======== Material for the task ========
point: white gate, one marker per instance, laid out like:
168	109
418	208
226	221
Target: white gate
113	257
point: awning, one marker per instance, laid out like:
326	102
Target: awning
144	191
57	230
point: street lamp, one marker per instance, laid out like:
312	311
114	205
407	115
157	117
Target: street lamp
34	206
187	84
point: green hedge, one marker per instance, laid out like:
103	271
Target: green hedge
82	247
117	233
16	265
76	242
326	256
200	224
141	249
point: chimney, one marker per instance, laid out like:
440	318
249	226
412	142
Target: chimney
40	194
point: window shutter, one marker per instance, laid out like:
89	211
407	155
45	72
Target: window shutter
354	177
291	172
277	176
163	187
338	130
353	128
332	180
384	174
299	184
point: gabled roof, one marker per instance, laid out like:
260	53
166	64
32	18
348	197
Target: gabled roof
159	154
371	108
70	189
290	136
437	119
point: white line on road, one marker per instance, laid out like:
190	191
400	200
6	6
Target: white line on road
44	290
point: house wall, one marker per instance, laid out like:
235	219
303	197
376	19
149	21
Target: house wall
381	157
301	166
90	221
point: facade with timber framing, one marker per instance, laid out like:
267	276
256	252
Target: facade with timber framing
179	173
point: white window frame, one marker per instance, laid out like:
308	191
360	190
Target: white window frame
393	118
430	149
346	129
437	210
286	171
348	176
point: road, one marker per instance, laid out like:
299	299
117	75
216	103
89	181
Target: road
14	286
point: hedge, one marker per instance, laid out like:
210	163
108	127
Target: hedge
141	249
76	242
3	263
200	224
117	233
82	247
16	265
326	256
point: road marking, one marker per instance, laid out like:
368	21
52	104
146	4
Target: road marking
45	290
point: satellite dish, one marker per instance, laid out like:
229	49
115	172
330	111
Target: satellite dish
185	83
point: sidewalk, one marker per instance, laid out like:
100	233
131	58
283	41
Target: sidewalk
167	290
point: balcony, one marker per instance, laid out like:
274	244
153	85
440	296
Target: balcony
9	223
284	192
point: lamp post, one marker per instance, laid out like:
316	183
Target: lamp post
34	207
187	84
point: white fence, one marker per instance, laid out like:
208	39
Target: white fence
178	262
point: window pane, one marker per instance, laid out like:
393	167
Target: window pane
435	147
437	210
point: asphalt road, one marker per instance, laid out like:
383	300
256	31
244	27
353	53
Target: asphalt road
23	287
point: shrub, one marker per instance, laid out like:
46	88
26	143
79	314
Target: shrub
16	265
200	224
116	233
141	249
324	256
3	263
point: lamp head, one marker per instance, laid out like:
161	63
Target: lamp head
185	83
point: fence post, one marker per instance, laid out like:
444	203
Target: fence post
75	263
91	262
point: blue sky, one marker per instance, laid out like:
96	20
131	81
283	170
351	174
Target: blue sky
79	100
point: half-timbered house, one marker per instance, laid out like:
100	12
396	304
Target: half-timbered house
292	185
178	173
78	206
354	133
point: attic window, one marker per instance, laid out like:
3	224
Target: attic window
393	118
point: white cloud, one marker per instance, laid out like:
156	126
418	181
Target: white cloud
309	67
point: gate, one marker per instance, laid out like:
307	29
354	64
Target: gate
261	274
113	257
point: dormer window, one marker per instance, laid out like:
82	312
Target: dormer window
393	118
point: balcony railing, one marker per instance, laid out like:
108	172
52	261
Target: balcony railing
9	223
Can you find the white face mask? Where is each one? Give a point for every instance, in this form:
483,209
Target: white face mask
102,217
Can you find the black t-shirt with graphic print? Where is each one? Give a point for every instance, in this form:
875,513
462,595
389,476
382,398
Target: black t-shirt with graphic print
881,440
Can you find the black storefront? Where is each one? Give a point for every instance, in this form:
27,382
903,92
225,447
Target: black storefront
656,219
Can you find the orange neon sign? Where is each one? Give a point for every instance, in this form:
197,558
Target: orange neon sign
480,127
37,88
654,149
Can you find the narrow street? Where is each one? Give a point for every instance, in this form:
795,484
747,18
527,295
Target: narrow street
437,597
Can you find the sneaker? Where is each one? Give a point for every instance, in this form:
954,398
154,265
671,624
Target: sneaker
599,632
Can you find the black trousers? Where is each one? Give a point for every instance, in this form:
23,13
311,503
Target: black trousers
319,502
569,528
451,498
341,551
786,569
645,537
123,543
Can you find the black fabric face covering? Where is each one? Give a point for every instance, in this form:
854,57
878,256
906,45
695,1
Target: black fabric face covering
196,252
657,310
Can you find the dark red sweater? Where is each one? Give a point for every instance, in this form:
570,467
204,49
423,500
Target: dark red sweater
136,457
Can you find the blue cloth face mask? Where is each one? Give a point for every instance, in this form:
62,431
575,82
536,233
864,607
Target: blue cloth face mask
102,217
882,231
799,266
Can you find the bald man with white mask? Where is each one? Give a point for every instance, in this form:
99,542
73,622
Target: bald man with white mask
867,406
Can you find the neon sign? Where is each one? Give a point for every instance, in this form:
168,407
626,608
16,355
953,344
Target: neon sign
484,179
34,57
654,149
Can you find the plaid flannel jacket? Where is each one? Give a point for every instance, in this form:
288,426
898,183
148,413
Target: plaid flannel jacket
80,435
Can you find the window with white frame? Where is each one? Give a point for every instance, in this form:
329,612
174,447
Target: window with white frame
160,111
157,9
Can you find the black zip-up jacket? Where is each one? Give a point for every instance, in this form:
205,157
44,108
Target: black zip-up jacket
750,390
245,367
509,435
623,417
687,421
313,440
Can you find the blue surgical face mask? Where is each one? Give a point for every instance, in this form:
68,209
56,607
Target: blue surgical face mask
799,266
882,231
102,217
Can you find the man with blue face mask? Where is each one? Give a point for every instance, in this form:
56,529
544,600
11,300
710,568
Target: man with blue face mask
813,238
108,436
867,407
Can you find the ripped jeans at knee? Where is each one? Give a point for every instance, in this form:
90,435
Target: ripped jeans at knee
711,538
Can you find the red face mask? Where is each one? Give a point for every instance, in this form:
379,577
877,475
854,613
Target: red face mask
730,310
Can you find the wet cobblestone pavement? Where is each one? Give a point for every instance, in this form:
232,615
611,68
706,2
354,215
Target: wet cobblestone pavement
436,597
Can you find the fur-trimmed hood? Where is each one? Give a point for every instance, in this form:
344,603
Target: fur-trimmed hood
========
Your goal >>
Pull every line out of the data above and reproduce each one verbatim.

Result of the task >>
point: white gate, one marker per instance, laid out like:
168	109
418	208
226	221
Target: white gate
113	257
point: awning, one marker per instance, laid out like:
326	102
Target: awning
144	191
57	230
point: street lamp, one marker per instance, laid out like:
312	311
114	205
407	115
157	117
Target: street lamp
34	206
187	84
point: green hedge, one marker per instance, laid out like:
103	271
Target: green hedge
82	247
117	233
16	265
76	242
326	256
200	224
141	249
point: chimney, one marker per instance, laid out like:
440	318
249	226
412	142
Target: chimney
40	194
point: window shutter, one marker per instance, laid out like:
89	211
407	155
45	72
Target: window shutter
354	177
291	172
277	176
163	187
338	130
353	128
332	180
384	174
299	184
point: gabled roof, one marker per instance, laid out like:
260	53
166	64
32	18
348	197
Target: gabled roof
159	154
371	108
70	189
290	136
437	119
point: white line on road, one marker per instance, laid out like:
190	191
400	200
6	6
Target: white line on road
44	290
point: house wall, one marker per instance, laid out like:
235	219
303	197
376	19
149	21
Target: house wall
381	157
301	166
90	221
point: facade with timber framing, one marker per instance, laid out like:
267	276
256	252
Target: facade with timber framing
179	173
point: white window frame, one marker per instance, laid out like:
308	191
360	190
Target: white window frame
393	118
430	149
346	129
437	210
286	171
348	176
point: road, one marker per instance, laid out like:
299	299
117	75
216	103
89	181
Target: road
14	286
point: hedge, one marker per instance, laid out like:
210	163
108	127
Target: hedge
141	249
76	242
3	263
200	224
117	233
82	247
16	265
326	256
point: road marking, one marker per instance, laid out like:
368	21
52	104
146	4
Target: road marking
45	290
point: satellite dish, one marker per instance, laid out like:
229	49
115	172
330	111
Target: satellite dish
185	83
point: sidewalk, one marker per instance, laid out like:
100	233
131	58
283	41
Target: sidewalk
167	290
point: balcony, one marker per instance, laid out like:
274	244
153	85
440	296
Target: balcony
9	223
284	192
point: lamp post, one marker per instance, laid out like:
316	183
Target: lamp post
34	207
187	84
point: white fence, one marker per instance, laid out like:
208	39
Target: white fence
178	262
point: window pane, one marker per instance, laid out like:
393	167
Target: window pane
435	147
437	210
point: asphalt road, one marker per instance, laid out like:
383	300
256	31
244	27
353	53
Target: asphalt road
23	287
point: shrub, one marker per instance, laid out like:
46	88
26	143
79	314
Target: shrub
16	265
200	224
116	233
141	249
324	256
3	263
point: lamp head, one marker per instance, laid out like:
161	63
Target: lamp head
185	83
point: fence post, one marker per instance, laid out like:
444	203
Target: fence post
75	263
91	262
point: blue sky, one marker per instance, laid out like:
96	20
131	81
283	170
351	174
Target: blue sky
79	100
point: half-timbered house, one marker per instance, laid out like:
100	12
396	304
Target: half-timbered house
292	185
178	173
78	206
354	133
point: attic window, one marker per instance, laid out like:
3	224
Target: attic window
393	118
point: white cloud, one marker per instance, laid out like:
156	126
418	181
Target: white cloud
309	67
point: gate, one marker per instance, laid out like:
307	29
354	64
Target: gate
261	274
113	257
point: dormer window, one marker per instance, laid out like:
82	312
Target: dormer window
393	118
point: balcony railing, one marker per instance, laid out like:
108	172
52	261
Target: balcony railing
9	223
Can you find the white face mask? Where is each one? Give a point for every instance, in this form:
483,209
Target: white face mask
102,217
Can you find the black t-shirt with graphic print? Where is each one? Give a point for every instance, in this form:
875,513
462,595
389,476
382,398
Target: black t-shirt with graphic print
881,440
Can you find the black storefront? Where is each one? Give a point for every instance, in this form:
27,382
903,92
225,447
Target: black storefront
656,219
Can you find the orange neon sign? Where is each one? Give a point for every instance, in this form:
197,558
Target: orange neon sign
480,127
37,88
654,149
Can you find the narrow street? Where is each one? Give a point for every instance, in this form:
795,484
747,18
527,295
Target: narrow street
437,597
Can you find the sneaker? Where is each one? Give a point for every instance, in this form:
954,398
154,265
671,624
Target: sneaker
599,632
Can you find the black trousers? Where is each one? Give a point for every instance, in this form:
23,13
311,503
Target: black trousers
319,502
569,528
451,498
341,551
786,569
645,537
123,543
Can you find the black fabric face covering? Where is each one? Give a point for every instance, in this form:
854,57
878,256
906,45
695,1
Target: black fabric face covering
196,252
657,310
Can you find the dark red sweater? Where is each one? Give a point for every instance, in this form:
570,467
204,49
423,500
Target: dark red sweater
136,457
Can you find the blue cloth face mask? Where is each one? Give a point for every instance, in this form:
62,431
575,82
536,233
864,607
Target: blue cloth face mask
102,217
882,231
799,266
Can you find the bald man with white mask? Where is each one? Give a point for every instance, in this form:
99,542
73,622
Target: bald man with white mask
867,406
Can you find the neon sign? Where is each one? Give a point for every instance, in this form:
168,407
626,608
16,355
953,344
Target: neon sign
484,179
34,57
654,149
Can you find the plaid flannel jacket? Where is each one? Give a point for every instance, in this form:
288,426
898,183
148,413
Target: plaid flannel jacket
80,435
Can you find the window with white frame? Where is each one? Give a point for every instance, in this form:
329,612
174,447
Target: window with white frame
160,111
157,9
Can you find the black zip-up jacket? Where is each one? Give a point for every instance, in this form:
205,157
44,108
Target: black zip-up jacket
750,390
245,367
509,435
623,417
687,421
313,440
Can you find the blue surgical face mask? Where is each one? Give a point for every instance, in this form:
68,209
56,607
Target: blue surgical face mask
799,266
882,231
102,217
Can you find the man with blue face mask? Where is each one? Give a point for every instance, in this form:
56,529
544,600
11,300
710,568
Target: man with blue face mask
813,238
108,436
867,407
Can you find the ripped jeans at knee? Where is each one? Give a point for every instance, in this form:
90,435
Target: ripped jeans at knee
711,538
Can you find the red face mask? Where is each one? Give a point for every instance, in this form:
379,577
877,475
854,613
Target: red face mask
730,310
Can you find the wet cobblestone pavement? Where is each one? Give a point for every instance, in this form:
232,615
611,68
706,2
354,215
Target: wet cobblestone pavement
436,597
Can you find the fur-trimmed hood? Where is each one? Give a point for every instance, in this form:
344,603
Target: fur-trimmed hood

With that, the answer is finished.